Assignment:
Where the string "logo" occurs in a line of the data below, that line should be copied.

Given information Start Marker

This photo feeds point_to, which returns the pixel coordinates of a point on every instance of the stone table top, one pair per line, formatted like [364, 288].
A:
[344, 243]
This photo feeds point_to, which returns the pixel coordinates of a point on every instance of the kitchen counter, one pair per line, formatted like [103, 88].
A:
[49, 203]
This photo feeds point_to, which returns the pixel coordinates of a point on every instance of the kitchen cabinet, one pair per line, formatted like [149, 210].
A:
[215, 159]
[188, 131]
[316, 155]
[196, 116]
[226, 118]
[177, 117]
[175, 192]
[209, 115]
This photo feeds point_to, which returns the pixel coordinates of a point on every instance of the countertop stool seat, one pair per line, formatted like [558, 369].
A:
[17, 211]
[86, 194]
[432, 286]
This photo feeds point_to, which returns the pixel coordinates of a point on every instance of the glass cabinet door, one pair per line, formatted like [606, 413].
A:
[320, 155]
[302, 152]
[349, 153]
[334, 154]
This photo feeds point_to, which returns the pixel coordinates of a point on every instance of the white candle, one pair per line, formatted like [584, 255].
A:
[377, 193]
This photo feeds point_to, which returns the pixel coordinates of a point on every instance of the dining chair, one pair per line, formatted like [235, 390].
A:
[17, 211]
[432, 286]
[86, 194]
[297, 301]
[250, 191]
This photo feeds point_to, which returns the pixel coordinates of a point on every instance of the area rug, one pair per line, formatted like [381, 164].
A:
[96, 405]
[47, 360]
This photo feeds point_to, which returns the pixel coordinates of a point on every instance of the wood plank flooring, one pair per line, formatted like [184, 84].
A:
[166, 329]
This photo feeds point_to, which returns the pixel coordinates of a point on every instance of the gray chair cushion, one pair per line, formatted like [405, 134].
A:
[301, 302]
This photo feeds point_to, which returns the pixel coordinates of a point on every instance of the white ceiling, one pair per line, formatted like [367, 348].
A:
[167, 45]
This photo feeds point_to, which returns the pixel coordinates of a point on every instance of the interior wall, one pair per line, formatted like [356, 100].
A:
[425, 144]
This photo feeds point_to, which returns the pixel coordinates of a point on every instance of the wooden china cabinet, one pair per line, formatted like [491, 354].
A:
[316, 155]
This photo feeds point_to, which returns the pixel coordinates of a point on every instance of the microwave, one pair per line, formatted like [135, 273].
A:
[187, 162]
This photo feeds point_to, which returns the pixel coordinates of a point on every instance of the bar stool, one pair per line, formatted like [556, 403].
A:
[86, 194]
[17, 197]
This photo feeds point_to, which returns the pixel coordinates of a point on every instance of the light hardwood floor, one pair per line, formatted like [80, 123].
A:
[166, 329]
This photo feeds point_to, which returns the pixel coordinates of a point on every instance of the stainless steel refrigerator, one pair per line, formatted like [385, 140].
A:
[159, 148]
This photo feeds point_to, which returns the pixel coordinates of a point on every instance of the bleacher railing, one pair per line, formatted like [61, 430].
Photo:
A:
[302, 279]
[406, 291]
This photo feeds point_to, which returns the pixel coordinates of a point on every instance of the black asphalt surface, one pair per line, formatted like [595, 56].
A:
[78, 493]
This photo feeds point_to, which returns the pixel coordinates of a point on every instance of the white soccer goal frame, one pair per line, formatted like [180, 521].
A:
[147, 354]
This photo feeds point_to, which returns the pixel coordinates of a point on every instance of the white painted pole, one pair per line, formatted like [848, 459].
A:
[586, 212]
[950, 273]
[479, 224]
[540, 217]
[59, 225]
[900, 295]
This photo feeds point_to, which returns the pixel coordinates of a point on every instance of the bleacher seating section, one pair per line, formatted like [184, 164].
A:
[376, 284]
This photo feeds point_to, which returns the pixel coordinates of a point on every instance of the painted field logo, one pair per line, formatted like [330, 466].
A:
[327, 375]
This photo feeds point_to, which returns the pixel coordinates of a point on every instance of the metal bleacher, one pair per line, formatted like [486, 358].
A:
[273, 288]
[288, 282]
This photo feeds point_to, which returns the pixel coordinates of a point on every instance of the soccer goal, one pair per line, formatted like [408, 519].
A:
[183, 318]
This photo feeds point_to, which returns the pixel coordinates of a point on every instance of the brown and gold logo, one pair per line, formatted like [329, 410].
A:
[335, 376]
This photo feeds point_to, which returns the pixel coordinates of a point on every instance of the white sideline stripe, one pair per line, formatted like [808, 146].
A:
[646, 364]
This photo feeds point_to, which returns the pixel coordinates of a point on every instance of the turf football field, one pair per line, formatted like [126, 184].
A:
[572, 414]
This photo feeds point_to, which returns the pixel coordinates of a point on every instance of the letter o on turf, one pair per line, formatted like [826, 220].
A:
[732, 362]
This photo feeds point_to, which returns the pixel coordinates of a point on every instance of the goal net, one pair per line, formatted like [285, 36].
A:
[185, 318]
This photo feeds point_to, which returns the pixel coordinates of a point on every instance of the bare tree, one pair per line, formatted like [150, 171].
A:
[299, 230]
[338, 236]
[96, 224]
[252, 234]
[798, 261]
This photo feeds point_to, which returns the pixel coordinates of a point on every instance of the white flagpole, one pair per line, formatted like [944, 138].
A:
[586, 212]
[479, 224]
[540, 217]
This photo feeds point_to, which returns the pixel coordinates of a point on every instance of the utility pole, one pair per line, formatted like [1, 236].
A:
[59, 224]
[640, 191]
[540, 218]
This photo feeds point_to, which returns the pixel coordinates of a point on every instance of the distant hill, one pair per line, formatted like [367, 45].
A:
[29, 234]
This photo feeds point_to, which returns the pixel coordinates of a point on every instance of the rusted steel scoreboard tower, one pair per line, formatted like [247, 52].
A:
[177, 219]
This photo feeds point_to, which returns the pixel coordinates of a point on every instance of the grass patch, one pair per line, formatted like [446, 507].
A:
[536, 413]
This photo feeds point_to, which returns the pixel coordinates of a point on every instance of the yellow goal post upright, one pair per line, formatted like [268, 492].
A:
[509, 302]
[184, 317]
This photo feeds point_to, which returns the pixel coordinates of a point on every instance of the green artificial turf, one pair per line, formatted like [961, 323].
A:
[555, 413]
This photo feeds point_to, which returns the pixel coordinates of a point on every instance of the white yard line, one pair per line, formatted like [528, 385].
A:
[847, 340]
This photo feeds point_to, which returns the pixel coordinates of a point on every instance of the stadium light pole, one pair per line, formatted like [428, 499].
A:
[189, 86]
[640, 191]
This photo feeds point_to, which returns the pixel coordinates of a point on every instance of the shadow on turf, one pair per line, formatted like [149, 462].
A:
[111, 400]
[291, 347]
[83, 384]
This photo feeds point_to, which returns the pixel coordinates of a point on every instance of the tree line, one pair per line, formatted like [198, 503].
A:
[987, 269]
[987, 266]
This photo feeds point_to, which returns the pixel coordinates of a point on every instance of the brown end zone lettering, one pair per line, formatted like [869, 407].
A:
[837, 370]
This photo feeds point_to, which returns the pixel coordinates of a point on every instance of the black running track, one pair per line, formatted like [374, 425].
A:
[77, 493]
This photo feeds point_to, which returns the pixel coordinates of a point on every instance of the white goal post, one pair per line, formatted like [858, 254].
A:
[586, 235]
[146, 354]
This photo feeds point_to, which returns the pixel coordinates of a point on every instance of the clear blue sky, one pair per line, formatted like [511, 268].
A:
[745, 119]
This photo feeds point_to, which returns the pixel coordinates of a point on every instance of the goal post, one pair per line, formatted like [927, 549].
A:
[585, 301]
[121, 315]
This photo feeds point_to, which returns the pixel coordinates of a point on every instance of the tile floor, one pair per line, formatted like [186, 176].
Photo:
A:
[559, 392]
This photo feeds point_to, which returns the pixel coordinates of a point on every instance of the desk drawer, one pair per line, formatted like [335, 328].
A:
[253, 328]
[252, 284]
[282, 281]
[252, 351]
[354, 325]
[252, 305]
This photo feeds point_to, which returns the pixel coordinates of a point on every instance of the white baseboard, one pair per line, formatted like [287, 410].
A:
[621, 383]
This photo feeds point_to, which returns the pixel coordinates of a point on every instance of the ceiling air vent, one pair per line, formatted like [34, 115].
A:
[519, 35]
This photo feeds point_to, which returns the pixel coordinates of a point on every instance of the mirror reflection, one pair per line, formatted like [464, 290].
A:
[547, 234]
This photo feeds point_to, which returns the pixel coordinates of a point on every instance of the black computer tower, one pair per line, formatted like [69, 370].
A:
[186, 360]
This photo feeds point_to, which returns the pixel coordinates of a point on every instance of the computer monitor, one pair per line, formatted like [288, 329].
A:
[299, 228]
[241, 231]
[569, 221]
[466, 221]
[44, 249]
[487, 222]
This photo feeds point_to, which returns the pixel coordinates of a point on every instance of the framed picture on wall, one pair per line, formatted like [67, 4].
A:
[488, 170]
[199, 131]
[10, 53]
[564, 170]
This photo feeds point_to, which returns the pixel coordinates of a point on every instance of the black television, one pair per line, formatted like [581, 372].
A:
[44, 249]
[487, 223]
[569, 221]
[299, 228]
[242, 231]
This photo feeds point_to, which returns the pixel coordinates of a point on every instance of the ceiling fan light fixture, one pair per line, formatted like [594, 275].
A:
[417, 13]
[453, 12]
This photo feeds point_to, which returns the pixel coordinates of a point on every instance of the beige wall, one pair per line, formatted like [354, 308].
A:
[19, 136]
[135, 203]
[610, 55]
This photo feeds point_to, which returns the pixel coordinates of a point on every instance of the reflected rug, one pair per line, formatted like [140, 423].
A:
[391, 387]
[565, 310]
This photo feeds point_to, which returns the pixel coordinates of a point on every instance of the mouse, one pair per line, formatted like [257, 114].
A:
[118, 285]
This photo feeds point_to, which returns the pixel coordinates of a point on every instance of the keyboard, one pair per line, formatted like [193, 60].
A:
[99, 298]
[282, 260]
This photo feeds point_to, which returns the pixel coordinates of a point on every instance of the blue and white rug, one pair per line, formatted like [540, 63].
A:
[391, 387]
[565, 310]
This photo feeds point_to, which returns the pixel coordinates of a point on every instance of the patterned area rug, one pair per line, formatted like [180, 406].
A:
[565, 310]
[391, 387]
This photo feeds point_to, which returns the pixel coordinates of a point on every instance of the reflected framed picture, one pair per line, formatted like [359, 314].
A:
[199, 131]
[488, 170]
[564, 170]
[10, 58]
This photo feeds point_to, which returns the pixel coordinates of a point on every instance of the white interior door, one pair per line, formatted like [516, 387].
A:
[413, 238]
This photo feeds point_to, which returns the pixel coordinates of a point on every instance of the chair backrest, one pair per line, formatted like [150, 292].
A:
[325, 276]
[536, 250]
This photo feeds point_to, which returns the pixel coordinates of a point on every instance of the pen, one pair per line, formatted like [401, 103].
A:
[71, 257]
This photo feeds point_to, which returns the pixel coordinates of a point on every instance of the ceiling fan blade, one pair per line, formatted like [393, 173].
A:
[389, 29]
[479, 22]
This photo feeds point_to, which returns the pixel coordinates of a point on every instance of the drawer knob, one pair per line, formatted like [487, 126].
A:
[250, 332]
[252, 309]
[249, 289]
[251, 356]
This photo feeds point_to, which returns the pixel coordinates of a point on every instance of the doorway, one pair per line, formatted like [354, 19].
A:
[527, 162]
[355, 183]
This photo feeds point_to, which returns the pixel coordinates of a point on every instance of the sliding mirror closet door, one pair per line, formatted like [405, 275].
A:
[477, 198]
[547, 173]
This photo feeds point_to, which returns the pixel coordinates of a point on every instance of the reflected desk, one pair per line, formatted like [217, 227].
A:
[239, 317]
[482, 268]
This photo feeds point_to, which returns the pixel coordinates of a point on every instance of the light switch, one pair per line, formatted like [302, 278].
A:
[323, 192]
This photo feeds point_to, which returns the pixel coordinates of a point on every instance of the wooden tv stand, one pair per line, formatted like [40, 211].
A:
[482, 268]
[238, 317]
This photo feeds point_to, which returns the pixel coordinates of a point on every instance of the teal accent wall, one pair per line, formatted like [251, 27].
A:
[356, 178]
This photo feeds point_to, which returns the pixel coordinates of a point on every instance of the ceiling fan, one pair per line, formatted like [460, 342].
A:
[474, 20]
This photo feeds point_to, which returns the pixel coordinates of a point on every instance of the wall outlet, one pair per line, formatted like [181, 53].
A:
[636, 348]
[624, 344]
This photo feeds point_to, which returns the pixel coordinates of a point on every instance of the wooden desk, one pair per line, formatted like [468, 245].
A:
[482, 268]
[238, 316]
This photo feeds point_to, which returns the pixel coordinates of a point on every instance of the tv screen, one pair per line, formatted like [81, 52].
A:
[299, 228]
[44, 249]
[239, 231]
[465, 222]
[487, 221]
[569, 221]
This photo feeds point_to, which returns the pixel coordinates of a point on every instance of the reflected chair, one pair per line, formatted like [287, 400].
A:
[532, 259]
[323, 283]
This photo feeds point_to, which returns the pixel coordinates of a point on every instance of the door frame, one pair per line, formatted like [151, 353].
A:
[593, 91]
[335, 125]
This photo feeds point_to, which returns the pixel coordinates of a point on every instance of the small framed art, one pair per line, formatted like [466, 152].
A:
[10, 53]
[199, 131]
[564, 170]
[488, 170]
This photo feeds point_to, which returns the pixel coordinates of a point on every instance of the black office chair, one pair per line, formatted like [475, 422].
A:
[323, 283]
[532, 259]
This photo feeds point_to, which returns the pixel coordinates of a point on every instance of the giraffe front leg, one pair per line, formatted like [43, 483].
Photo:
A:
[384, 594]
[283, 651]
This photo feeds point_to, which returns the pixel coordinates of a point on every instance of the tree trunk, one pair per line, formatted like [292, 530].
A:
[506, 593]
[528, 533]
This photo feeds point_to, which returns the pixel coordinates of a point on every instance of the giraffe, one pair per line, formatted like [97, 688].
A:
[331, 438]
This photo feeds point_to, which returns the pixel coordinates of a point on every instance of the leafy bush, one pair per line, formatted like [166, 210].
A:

Given information End Marker

Reply to the task:
This photo feeds point_to, which returns the pixel coordinates of a point on every instance of the painted field logo, one pair per line, formatted like [330, 466].
This photo feeds point_to, which returns the pixel coordinates of a point on every instance of the brown and gold logo, one pair per line, formatted like [329, 410].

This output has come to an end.